Stored data
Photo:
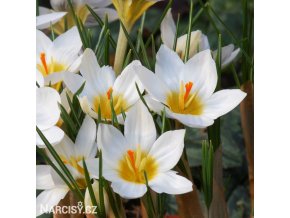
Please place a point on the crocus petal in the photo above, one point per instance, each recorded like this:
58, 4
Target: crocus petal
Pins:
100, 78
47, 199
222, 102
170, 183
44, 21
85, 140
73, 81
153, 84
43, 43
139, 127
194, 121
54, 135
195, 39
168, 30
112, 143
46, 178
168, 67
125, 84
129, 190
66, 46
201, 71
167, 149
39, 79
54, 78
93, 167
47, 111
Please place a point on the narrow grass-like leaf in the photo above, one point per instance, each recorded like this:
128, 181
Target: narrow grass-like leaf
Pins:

■ About this exercise: All of the lines above that carry the string "petal" need to be found and copied.

■ Answer to the exercise:
Please place a point on the crocus petal in the photo above, one point per instance, each recorded like this:
Target: crocus petal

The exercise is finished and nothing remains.